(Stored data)
○ ○ ○ ○ ○ ○ ○

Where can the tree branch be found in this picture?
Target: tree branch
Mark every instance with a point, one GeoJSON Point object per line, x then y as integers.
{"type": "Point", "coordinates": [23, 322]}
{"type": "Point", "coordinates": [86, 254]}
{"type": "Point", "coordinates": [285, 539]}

○ ○ ○ ○ ○ ○ ○

§ **TASK INSTRUCTIONS**
Reproduce every line of the stored data above word for word.

§ **ANSWER BELOW**
Where can the tree branch be found in this picture?
Target: tree branch
Mark every instance with a point, one GeoJSON Point object per line, x then y as integers.
{"type": "Point", "coordinates": [23, 322]}
{"type": "Point", "coordinates": [86, 254]}
{"type": "Point", "coordinates": [285, 539]}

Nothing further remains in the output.